• Set task
Format each line of the rows below as a numbered list, dropping any blank lines.

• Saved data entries
• • • • • • •

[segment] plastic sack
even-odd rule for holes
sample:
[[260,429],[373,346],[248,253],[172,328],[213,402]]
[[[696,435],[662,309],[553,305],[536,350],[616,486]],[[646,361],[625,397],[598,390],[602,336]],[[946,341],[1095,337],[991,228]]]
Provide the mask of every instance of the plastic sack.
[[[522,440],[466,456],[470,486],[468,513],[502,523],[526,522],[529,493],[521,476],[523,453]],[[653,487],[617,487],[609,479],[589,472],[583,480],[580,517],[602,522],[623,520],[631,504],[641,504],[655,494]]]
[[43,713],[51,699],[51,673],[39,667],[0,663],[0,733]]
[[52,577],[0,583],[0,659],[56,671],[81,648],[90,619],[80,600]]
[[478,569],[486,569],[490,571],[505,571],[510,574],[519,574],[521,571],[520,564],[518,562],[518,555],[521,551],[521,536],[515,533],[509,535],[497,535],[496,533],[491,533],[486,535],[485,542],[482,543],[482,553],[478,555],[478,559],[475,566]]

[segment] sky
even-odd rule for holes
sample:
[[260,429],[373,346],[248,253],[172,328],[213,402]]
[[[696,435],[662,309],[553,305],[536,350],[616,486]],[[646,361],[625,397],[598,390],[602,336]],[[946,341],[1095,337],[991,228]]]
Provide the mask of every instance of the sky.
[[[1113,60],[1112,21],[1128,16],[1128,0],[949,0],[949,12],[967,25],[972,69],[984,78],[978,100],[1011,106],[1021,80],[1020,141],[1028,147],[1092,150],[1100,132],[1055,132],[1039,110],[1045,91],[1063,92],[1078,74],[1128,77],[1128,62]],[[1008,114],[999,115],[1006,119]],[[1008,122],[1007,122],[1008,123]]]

• • • • • • •

• Answer for the task
1. [segment] plastic sack
2. even-odd rule for holes
3. sample:
4. [[260,429],[373,346],[248,253],[172,328],[213,402]]
5. [[[696,435],[662,309],[553,305],[536,350],[616,486]],[[646,361],[625,397],[598,390],[602,336]],[[946,341],[1095,337],[991,228]]]
6. Provide the mask of every instance of the plastic sack.
7. [[[522,440],[466,456],[470,486],[468,513],[502,523],[526,522],[529,493],[521,476],[523,453]],[[653,487],[617,487],[609,479],[589,472],[583,480],[580,517],[602,522],[623,520],[631,504],[641,504],[655,494]]]
8. [[43,713],[51,699],[51,673],[39,667],[0,663],[0,733]]
9. [[52,577],[0,583],[0,659],[56,671],[81,648],[90,619],[80,600]]
10. [[478,569],[486,569],[490,571],[505,571],[510,574],[519,574],[521,571],[520,564],[518,562],[518,555],[521,551],[521,536],[515,533],[509,535],[497,535],[496,533],[491,533],[486,535],[485,542],[482,543],[482,553],[478,555],[478,559],[475,566]]
11. [segment] sky
12. even-odd rule for holes
13. sample:
14. [[260,429],[373,346],[248,253],[172,328],[213,402]]
15. [[[696,435],[662,309],[553,305],[536,350],[616,486]],[[646,361],[625,397],[598,390],[602,336]],[[946,341],[1095,337],[991,228]]]
16. Provide the mask of every instance of the sky.
17. [[[1113,60],[1112,21],[1128,16],[1128,0],[949,0],[949,12],[967,25],[972,69],[984,78],[978,100],[1011,106],[1021,80],[1020,141],[1028,147],[1092,150],[1100,132],[1055,132],[1039,110],[1045,91],[1063,92],[1078,74],[1128,77],[1128,62]],[[1008,114],[999,115],[1006,119]],[[1008,122],[1007,122],[1008,123]]]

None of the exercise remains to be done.